### PROVIDED INFORMATION

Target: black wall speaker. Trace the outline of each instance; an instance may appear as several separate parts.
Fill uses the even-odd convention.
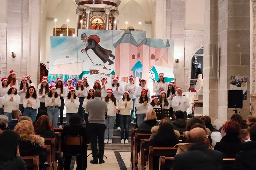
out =
[[[243,108],[243,90],[228,91],[228,108]]]

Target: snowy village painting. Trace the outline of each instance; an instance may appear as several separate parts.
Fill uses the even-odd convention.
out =
[[[51,36],[50,42],[52,85],[61,77],[72,79],[74,86],[86,75],[90,84],[105,76],[110,85],[117,77],[124,86],[132,75],[137,86],[139,78],[147,80],[153,94],[159,73],[164,73],[167,82],[173,80],[172,40],[147,39],[144,31],[79,30],[78,37]]]

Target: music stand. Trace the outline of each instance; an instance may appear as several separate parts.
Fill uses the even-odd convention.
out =
[[[161,108],[154,108],[153,109],[156,112],[157,120],[161,120],[164,118],[167,117],[170,119],[170,109],[162,109]]]

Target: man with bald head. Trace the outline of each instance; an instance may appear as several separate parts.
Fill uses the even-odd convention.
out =
[[[173,170],[218,169],[219,166],[221,166],[223,154],[208,148],[208,137],[206,131],[202,128],[191,129],[188,139],[195,144],[188,151],[176,155],[173,165]]]

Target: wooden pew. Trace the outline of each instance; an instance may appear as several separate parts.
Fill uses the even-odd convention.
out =
[[[151,170],[153,169],[153,157],[154,156],[174,156],[176,155],[177,150],[177,148],[173,147],[149,146],[148,162],[147,162],[146,164],[146,170]]]
[[[23,156],[22,156],[21,158],[25,161],[27,168],[33,168],[33,170],[39,170],[38,155]]]
[[[137,129],[132,128],[131,130],[131,167],[132,170],[133,168],[133,145],[134,145],[134,135]]]
[[[46,169],[47,170],[52,170],[52,155],[51,145],[44,145],[43,146],[43,148],[44,149],[44,153],[46,155],[46,161],[50,165],[50,167],[47,168]]]
[[[133,168],[135,170],[138,169],[138,146],[140,142],[142,139],[148,139],[151,135],[151,133],[135,133],[134,136],[134,143],[133,145]]]
[[[146,162],[148,161],[148,155],[146,155],[145,153],[144,148],[148,148],[150,139],[142,139],[140,141],[140,152],[139,153],[138,155],[138,168],[139,170],[144,170]]]

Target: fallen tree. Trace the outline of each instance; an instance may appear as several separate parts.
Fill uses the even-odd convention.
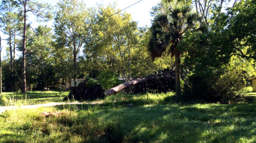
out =
[[[103,98],[118,92],[126,90],[126,92],[138,94],[146,92],[167,92],[175,90],[175,71],[170,70],[147,77],[138,77],[119,84],[105,91],[101,85],[92,87],[87,84],[88,80],[71,89],[69,96],[66,98],[75,100],[94,100]]]

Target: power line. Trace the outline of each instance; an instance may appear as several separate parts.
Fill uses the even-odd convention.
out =
[[[122,9],[122,10],[120,10],[120,11],[118,11],[118,12],[117,12],[115,13],[114,14],[112,14],[112,15],[110,15],[110,16],[109,16],[107,18],[110,18],[110,17],[112,17],[113,15],[115,15],[115,14],[118,14],[118,13],[120,13],[120,12],[122,12],[122,11],[124,11],[124,10],[125,10],[127,9],[127,8],[130,8],[130,7],[132,7],[132,6],[134,6],[134,5],[135,5],[137,4],[138,4],[138,3],[139,3],[139,2],[140,2],[142,1],[143,1],[143,0],[140,0],[140,1],[139,1],[137,2],[136,3],[135,3],[133,4],[132,4],[132,5],[130,5],[130,6],[128,6],[128,7],[127,7],[125,8],[124,9]],[[95,23],[95,24],[98,24],[98,23],[99,23],[100,22],[101,22],[102,21],[103,21],[103,20],[106,20],[107,18],[103,19],[102,19],[102,20],[99,20],[97,22],[96,22],[96,23]]]
[[[113,15],[111,15],[111,16],[110,16],[110,17],[111,17],[111,16],[113,16],[113,15],[114,15],[115,14],[118,14],[118,13],[119,13],[119,12],[121,12],[121,11],[124,11],[124,10],[125,10],[127,9],[127,8],[130,8],[130,7],[131,7],[133,6],[133,5],[136,5],[136,4],[138,4],[138,3],[139,3],[139,2],[141,2],[141,1],[142,1],[142,0],[140,0],[140,1],[138,1],[138,2],[137,2],[136,3],[135,3],[133,4],[132,4],[132,5],[131,5],[131,6],[129,6],[129,7],[126,7],[126,8],[124,8],[124,9],[122,9],[122,10],[120,10],[120,11],[118,11],[118,12],[116,12],[115,13],[114,13],[114,14],[113,14]]]

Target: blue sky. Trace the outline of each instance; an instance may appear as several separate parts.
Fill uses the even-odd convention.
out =
[[[58,2],[57,0],[38,0],[37,1],[39,3],[49,3],[52,6],[56,5]],[[83,0],[83,2],[86,3],[88,7],[95,7],[97,4],[107,6],[115,3],[117,7],[119,9],[123,9],[138,1],[139,0]],[[132,18],[134,20],[138,21],[139,26],[144,26],[146,25],[150,26],[151,19],[153,18],[151,16],[150,12],[152,7],[156,6],[160,1],[161,0],[142,0],[132,7],[126,9],[125,11],[128,13],[131,14]],[[33,28],[36,27],[39,24],[47,24],[52,27],[53,25],[53,20],[45,23],[38,23],[36,21],[36,17],[32,15],[28,18],[28,19],[32,23],[31,26]],[[0,36],[2,39],[6,39],[7,37],[7,36],[4,35],[2,32],[0,32]],[[4,58],[6,57],[5,49],[7,46],[8,45],[6,44],[6,42],[2,41],[2,47],[3,51],[2,54],[2,57],[4,57]]]

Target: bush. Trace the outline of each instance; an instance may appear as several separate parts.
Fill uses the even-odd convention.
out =
[[[245,92],[244,81],[234,71],[224,74],[212,72],[204,75],[194,74],[188,78],[189,88],[185,90],[187,97],[207,102],[223,103],[242,101]]]
[[[105,90],[110,89],[120,83],[117,74],[110,71],[101,72],[97,78],[99,83],[101,84]]]

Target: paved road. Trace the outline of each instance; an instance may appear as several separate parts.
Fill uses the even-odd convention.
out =
[[[54,102],[50,103],[46,103],[42,104],[36,104],[36,105],[23,105],[23,106],[0,106],[0,114],[2,112],[5,111],[7,110],[15,110],[17,109],[32,109],[36,108],[38,107],[50,107],[50,106],[55,106],[58,105],[82,105],[82,104],[102,104],[103,102],[90,102],[90,103],[81,103],[81,102],[73,102],[73,103],[59,103],[59,102]]]

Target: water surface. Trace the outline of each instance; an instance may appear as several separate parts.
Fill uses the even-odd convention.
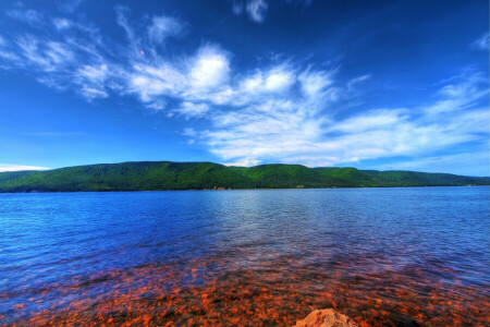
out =
[[[0,194],[0,322],[490,324],[489,187]],[[1,323],[0,323],[1,324]]]

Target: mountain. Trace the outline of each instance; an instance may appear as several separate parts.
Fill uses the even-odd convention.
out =
[[[490,185],[490,178],[301,165],[140,161],[0,172],[0,192]]]

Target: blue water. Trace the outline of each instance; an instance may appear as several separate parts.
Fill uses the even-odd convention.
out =
[[[327,307],[335,302],[316,298],[321,280],[344,303],[340,310],[363,316],[360,302],[342,302],[333,290],[355,284],[352,298],[376,290],[389,300],[383,310],[395,324],[414,313],[400,311],[396,301],[408,300],[397,300],[393,284],[417,301],[433,291],[488,308],[489,213],[486,186],[0,194],[0,318],[56,315],[82,296],[87,280],[86,291],[102,301],[121,283],[97,284],[103,271],[140,274],[140,281],[148,277],[142,267],[156,274],[200,262],[201,278],[173,286],[205,287],[206,276],[235,272],[246,284],[240,276],[248,271],[273,290],[294,276],[308,305]],[[73,283],[76,291],[63,289]],[[420,305],[426,318],[444,316]]]

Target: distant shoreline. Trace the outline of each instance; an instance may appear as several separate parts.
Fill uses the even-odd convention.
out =
[[[139,161],[0,172],[0,193],[367,189],[490,185],[488,177],[301,165]]]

######

*EXERCISE INSTRUCTIONS*
Rewrite the entries from the line with "Target: mountain. Trace" through the end of the entries, substituting "rule" for "convention" and leaving everything else unchanged.

*EXPECTED ANSWER*
Target: mountain. Trace the outline of each instance; an instance may appear as several separate parts.
Fill uses the even-odd rule.
out =
[[[490,185],[490,178],[301,165],[140,161],[0,172],[0,192]]]

Target: blue water. Trace the outline of each instance; an instance may appear as several separate parts.
Fill uses the even-odd rule.
out =
[[[327,307],[335,302],[316,298],[321,280],[344,303],[340,310],[363,316],[360,302],[342,302],[333,290],[355,284],[352,298],[376,290],[389,300],[383,310],[395,324],[414,313],[400,311],[396,301],[408,300],[397,300],[393,284],[417,301],[433,291],[488,308],[489,213],[486,186],[0,194],[0,318],[56,315],[82,296],[87,280],[86,291],[102,301],[121,283],[97,284],[103,271],[140,274],[140,281],[148,277],[142,267],[156,274],[200,262],[201,278],[173,286],[205,287],[206,276],[235,272],[246,284],[240,276],[248,271],[273,290],[294,276],[308,305]],[[73,283],[76,291],[63,289]],[[420,305],[426,318],[444,316]]]

Target: distant shoreline. Trace the outline of each instance; an instance may appear as several separate parts.
Fill uses the even-odd rule.
out =
[[[139,161],[0,172],[0,193],[367,189],[490,185],[488,177],[301,165]]]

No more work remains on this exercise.